(GIVEN RECORDS Opens)

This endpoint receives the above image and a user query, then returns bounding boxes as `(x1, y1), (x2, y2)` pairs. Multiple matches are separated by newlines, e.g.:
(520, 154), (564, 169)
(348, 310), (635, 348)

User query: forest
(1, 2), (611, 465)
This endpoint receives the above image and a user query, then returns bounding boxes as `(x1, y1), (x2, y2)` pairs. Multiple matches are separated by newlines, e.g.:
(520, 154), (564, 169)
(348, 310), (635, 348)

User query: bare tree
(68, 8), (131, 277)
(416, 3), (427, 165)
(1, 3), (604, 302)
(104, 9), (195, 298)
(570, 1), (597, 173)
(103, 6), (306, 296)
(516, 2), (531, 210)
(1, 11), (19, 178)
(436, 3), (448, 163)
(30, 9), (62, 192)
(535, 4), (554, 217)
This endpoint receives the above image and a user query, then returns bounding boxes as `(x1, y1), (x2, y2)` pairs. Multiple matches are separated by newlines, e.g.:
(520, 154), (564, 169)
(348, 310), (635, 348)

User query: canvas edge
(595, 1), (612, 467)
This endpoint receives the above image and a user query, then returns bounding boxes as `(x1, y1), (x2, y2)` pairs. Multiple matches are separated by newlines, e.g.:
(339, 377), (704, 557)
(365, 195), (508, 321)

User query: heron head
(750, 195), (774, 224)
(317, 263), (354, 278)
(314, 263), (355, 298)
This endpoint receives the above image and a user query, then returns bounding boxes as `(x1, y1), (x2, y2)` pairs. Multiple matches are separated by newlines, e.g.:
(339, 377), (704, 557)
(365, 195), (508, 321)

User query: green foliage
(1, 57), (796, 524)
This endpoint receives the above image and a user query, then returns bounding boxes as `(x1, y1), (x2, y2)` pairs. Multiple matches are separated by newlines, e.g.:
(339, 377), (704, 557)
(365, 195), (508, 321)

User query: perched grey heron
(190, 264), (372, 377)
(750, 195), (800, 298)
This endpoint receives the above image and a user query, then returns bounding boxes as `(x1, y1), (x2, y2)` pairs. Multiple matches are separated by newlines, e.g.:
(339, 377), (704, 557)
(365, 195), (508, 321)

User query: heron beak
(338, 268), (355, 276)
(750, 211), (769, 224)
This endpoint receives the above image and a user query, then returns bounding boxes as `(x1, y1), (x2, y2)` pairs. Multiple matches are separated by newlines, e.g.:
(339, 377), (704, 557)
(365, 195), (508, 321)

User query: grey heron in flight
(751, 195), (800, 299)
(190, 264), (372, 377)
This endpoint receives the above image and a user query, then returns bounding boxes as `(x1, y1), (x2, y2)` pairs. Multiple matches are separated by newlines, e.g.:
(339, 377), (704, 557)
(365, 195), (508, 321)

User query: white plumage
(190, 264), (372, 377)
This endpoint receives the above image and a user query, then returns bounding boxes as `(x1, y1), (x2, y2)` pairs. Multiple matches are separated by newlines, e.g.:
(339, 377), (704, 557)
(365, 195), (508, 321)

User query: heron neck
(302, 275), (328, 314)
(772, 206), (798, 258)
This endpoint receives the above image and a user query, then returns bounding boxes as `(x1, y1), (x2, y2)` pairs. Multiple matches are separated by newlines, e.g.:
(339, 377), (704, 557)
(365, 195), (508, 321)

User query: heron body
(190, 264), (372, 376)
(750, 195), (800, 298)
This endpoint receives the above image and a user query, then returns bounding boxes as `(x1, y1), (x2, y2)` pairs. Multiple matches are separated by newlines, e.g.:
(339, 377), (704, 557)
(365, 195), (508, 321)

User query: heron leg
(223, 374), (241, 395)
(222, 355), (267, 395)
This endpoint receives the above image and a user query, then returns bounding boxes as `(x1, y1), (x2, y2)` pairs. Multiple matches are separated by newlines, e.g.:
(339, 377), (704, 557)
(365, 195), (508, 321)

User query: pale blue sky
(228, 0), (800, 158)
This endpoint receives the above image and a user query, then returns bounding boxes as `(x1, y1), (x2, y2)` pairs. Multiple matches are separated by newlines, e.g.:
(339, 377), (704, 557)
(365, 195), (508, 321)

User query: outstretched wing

(GIVEN RECORDS Closes)

WHAT YOU NEED TO DO.
The material is to be transcribed once more, exactly and completely.

REPLY.
This endpoint receives the above image and a user query, then returns bounding boxes as `(x1, y1), (x2, y2)` pairs. Multiple matches are separated by newlines, e.g.:
(520, 154), (564, 169)
(348, 310), (635, 348)

User query: forest
(1, 2), (611, 465)
This endpoint receives the above image and a user query, then returns bounding boxes as `(x1, y1), (x2, y2)` pairs. Multiple matches are separated by newlines, e.g.:
(520, 154), (564, 169)
(348, 310), (635, 348)

User query: bare tree
(68, 8), (131, 277)
(416, 3), (427, 165)
(1, 3), (604, 302)
(104, 9), (195, 298)
(570, 1), (597, 173)
(103, 6), (306, 296)
(516, 2), (531, 210)
(1, 11), (19, 178)
(436, 3), (448, 163)
(30, 9), (62, 192)
(535, 4), (554, 217)
This endpoint receives the above image and a user query, then returns bounding boxes as `(x1, y1), (x2, y2)` pairs. Multiple matches are separated by newlines, e.g.:
(520, 154), (564, 169)
(348, 310), (635, 348)

User query: canvas edge
(595, 1), (612, 467)
This endpoint receives the above image and a user query, then returns bounding boxes as `(x1, y1), (x2, y2)` pairs. Multiple matches are separated by newlines, e.g.:
(339, 377), (704, 557)
(365, 195), (508, 321)

User query: heron head
(750, 195), (774, 224)
(317, 263), (354, 278)
(314, 263), (355, 298)
This endpoint receives the above image and a user query, then returns bounding boxes as `(x1, y1), (x2, y2)` pairs. Multiple matches are separated by newlines, e.g.:
(339, 377), (704, 557)
(365, 195), (508, 321)

User query: green foliage
(1, 57), (796, 524)
This endpoint receives the above image and a user query, then returns bounding boxes as `(x1, y1), (x2, y2)` pairs. Multiple matches are separated by newlines, e.g.:
(339, 377), (704, 557)
(365, 195), (508, 321)

User query: perched grey heron
(190, 264), (372, 377)
(750, 195), (800, 298)
This endpoint receives the above image and a user query, then returns bounding boxes as `(x1, y1), (x2, y2)` pairs. Multiple matches are separated by newlines, e.g.:
(339, 377), (704, 557)
(365, 195), (508, 321)

User query: heron beak
(338, 268), (355, 276)
(750, 211), (769, 224)
This endpoint receives the above image and a user query, then returns bounding boxes as `(x1, y1), (x2, y2)` pairs. Multiple matches are separated by newlines, e.g.:
(339, 377), (704, 557)
(365, 195), (508, 321)

User query: grey heron in flight
(751, 195), (800, 299)
(190, 264), (372, 377)
This endpoint receives the above image and a user query, then returns bounding boxes as `(x1, y1), (x2, y2)` pairs. Multiple matches are separated by newlines, e.g.:
(339, 377), (704, 557)
(365, 195), (508, 321)

User query: white plumage
(190, 264), (372, 377)
This endpoint receives the above image and a user query, then returns bounding boxes as `(x1, y1), (x2, y2)` pairs. Multiple matches are separated by newlines, e.g.:
(339, 377), (704, 557)
(365, 195), (508, 321)

User query: heron neck
(302, 275), (328, 314)
(772, 206), (798, 258)
This endpoint receives the above image and a user query, then returns bounding boxes as `(x1, y1), (x2, y2)` pairs. Multiple matches are separated by newlines, e.g.:
(339, 377), (704, 557)
(365, 195), (508, 321)

User query: heron body
(190, 264), (372, 376)
(750, 195), (800, 298)
This endpoint receives the above image and a user query, then returns bounding boxes as `(x1, y1), (x2, y2)` pairs. Multiple matches are separated by newlines, e.g.:
(339, 377), (704, 557)
(365, 195), (508, 321)

User query: heron leg
(223, 374), (241, 395)
(222, 355), (267, 395)
This endpoint receives the above image and a user query, then returns bounding boxes as `(x1, y1), (x2, y2)` pairs. Multiple matches are separated by newlines, e.g.:
(339, 377), (704, 557)
(365, 195), (508, 321)

User query: pale blue sky
(228, 0), (800, 158)
This endpoint receives the above image and a user query, then returns bounding boxes as `(x1, y1), (x2, y2)` pairs. Multiple matches are separated by newlines, e.g.:
(339, 377), (704, 557)
(365, 195), (508, 321)

User query: outstretched wing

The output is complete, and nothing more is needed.